### Provided text

....

It might be interesting to find some old parcel maps (and photographs) that would show where the homes were on Oregon Avenue, and how the road building project of 1963 changed that landscape in that part of town.


Posted by jardins, a resident of Midtown
on Aug 31, 2012 at 12:31 pm

Any commercial development where those "abandoned" 4 houses currently stand will only make the traffic congestion on Page Mill/Oregon Expressway even worse.

Instead of changing the zoning of this land to commercial, keep it as housing-zoned, and build some set-back apartment/condo complexes that don't exceed 35' height limit and don't crowd out the long-time single houses on Pepper Avenue. Moderation is important in this project!!


Posted by George, a resident of Ventura
on Sep 1, 2012 at 9:09 am

Tuma talks about the need to get the neighbors involved in the process, but it's just talk. He'll vote yes when the time comes for action.


Posted by pat, a resident of Midtown
on Sep 1, 2012 at 10:18 pm

Curtis Williams "noted that the city's new planning documents, including the concept plan for California Avenue, all encourage dense multi-use developments in this area because of its proximity to the California Avenue Caltrain station."

Would this be the same Curtis Williams whose department told the consultants doing the CA Ave traffic study that "there are no pending projects or planned projects in the foreseeable future. Therefore, traffic volumes on California Avenue between El Camino Real and Park Boulevard will remain unchanged with the current land uses."?

....

### Given information
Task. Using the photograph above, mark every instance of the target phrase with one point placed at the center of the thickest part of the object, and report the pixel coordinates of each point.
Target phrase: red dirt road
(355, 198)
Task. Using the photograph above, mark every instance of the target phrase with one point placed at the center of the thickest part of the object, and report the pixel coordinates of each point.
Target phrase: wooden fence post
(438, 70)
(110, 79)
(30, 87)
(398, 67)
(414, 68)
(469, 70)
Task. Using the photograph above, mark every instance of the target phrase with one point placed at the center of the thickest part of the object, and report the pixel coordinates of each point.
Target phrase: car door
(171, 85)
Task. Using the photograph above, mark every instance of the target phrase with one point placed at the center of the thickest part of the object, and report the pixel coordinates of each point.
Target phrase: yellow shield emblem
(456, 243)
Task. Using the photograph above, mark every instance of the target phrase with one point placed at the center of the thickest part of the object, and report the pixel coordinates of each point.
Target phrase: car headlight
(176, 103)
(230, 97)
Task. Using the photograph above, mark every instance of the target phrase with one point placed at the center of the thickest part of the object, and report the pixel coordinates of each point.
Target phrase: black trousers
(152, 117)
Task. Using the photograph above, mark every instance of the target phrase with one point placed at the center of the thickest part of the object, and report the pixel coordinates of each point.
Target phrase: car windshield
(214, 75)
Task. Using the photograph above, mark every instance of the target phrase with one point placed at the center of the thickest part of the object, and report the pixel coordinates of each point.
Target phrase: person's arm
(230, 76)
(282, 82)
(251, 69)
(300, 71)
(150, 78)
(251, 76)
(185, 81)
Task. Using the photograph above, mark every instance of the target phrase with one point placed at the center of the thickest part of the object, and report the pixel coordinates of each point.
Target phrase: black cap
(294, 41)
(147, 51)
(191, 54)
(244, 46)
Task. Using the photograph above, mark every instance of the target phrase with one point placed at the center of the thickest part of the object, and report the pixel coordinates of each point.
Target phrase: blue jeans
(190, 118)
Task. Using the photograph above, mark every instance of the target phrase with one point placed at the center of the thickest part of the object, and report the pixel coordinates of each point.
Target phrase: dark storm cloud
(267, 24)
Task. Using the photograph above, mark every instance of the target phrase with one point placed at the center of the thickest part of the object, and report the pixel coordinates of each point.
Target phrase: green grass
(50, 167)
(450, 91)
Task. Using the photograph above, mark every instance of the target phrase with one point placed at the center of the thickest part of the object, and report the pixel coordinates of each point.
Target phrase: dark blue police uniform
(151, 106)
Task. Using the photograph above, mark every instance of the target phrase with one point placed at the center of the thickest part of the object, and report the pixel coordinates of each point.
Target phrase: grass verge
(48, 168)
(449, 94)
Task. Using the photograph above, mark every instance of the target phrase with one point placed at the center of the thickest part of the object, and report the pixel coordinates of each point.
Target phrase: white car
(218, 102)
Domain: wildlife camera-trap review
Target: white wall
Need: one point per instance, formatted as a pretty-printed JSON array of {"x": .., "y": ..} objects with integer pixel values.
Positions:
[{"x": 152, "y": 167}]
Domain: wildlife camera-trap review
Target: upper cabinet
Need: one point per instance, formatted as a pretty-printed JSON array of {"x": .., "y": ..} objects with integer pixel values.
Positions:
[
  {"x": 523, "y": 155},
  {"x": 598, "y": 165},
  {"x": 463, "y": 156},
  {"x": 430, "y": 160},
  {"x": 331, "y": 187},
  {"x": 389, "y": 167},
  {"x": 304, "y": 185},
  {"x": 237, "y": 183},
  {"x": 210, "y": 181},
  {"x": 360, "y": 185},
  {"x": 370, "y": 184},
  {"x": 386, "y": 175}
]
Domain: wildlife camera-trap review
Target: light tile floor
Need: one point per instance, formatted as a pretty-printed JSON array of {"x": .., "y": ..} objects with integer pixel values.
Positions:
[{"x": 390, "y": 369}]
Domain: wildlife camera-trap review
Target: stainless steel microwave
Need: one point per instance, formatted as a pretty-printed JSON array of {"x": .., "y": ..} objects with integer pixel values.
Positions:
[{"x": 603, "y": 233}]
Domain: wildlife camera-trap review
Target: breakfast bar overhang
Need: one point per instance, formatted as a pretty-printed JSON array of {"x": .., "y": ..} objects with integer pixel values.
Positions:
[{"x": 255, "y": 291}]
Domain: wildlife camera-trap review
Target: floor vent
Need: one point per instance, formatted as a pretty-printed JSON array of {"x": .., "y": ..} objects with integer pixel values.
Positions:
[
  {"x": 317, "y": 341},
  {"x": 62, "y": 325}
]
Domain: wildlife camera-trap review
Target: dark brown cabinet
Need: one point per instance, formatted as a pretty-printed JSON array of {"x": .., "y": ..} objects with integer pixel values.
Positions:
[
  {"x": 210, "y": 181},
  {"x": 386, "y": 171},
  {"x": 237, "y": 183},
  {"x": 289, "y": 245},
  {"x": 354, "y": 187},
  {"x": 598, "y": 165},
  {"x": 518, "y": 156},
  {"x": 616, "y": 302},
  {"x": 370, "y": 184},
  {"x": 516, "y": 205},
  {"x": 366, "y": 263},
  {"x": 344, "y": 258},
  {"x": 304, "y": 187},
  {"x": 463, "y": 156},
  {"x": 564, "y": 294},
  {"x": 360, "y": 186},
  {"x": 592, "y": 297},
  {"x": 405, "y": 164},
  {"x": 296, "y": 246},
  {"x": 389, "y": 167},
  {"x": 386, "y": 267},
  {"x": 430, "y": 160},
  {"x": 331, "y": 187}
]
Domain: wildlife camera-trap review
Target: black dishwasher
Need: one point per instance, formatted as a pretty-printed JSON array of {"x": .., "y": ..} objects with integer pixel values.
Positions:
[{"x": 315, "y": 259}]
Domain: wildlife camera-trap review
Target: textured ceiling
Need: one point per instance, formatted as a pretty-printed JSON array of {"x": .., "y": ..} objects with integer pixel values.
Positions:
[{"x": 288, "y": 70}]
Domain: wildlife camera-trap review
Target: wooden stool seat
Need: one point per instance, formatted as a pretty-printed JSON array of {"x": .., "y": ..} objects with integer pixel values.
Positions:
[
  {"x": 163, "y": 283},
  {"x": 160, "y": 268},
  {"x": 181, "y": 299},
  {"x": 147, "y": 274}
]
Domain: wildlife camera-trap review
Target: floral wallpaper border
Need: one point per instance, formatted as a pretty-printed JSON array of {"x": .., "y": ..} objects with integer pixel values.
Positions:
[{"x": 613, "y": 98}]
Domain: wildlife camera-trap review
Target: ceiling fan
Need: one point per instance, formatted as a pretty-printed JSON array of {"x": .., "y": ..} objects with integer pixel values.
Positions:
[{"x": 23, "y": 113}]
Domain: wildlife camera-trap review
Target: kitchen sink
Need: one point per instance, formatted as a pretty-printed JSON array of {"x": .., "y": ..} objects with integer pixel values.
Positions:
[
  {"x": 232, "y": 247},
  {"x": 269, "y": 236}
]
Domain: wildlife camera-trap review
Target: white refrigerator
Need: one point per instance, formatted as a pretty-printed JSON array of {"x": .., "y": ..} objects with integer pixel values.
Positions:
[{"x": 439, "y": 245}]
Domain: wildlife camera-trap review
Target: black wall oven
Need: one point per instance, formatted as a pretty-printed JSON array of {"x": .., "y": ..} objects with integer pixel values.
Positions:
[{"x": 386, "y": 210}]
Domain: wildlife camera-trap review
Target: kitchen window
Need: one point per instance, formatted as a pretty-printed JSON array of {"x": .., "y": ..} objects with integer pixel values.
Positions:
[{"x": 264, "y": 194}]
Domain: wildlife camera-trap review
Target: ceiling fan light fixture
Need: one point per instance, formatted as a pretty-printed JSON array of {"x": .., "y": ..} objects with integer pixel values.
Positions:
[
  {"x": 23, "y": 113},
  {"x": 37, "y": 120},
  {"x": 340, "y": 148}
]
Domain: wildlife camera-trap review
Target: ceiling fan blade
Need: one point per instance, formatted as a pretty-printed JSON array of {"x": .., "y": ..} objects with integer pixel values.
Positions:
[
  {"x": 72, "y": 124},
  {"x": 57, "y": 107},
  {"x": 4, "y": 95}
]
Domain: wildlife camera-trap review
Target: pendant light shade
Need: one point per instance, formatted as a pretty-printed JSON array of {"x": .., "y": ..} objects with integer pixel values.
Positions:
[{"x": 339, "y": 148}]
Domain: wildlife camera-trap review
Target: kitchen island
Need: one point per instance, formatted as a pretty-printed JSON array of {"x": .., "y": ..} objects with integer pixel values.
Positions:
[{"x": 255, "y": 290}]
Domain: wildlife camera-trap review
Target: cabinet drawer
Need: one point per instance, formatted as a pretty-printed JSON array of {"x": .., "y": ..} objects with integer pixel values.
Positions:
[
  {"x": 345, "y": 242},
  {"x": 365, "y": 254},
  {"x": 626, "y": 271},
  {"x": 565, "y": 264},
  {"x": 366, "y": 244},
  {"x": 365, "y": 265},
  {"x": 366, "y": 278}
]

....

### Task set
A – In the comment thread, write out the passage starting at "It might be" and ending at "in this project!!".
B – Using the comment thread, decide whether each statement agrees with it, answering yes or no and quoting the words that settle it: (i) jardins lives in Midtown; (ii) jardins wants the land rezoned for commercial use; (iii) George expects Tuma to vote yes.
C – Continue the comment thread about the Oregon Avenue development from its last sentence.

### Expected outputs
A –
It might be interesting to find some old parcel maps (and photographs) that would show where the homes were on Oregon Avenue, and how the road building project of 1963 changed that landscape in that part of town.


Posted by jardins, a resident of Midtown
on Aug 31, 2012 at 12:31 pm

Any commercial development where those "abandoned" 4 houses currently stand will only make the traffic congestion on Page Mill/Oregon Expressway even worse.

Instead of changing the zoning of this land to commercial, keep it as housing-zoned, and build some set-back apartment/condo complexes that don't exceed 35' height limit and don't crowd out the long-time single houses on Pepper Avenue. Moderation is important in this project!!

B –
(i) Yes: "Posted by jardins, a resident of Midtown"
(ii) No: "Instead of changing the zoning of this land to commercial, keep it as housing-zoned"
(iii) Yes: "He'll vote yes when the time comes for action."

C –
Would it be the same Curtis Williams who said, "Regarding the northbound right turn lane on El Camino at Page Mill, unfortunately that improvement was not effectuated when those projects were processed, as transitions in transportation staff at the time resulted in that oversight. Staff has since required an increased radius at the corner with the new AT&T project, so there will be some facilitation of right turn movements at the intersection."?

Also see Doug Moran's comments re that corner at
Web Link
"There were plans to have a right turn lane at that location and it was waiting for the buildings on that block to redevelop, at which point enough space for the lane was to be acquired. But when the Old Pro property was redeveloped, reserving the space quietly disappeared. The City Staff review of the site used an old city-wide traffic study to say that such was not needed, ignoring a newer traffic study that targeted El Camino (I was on the Citizens' Advisory Group for that study). I never got any sort of answer for why this happened."

Who's minding the store at the "planning" department?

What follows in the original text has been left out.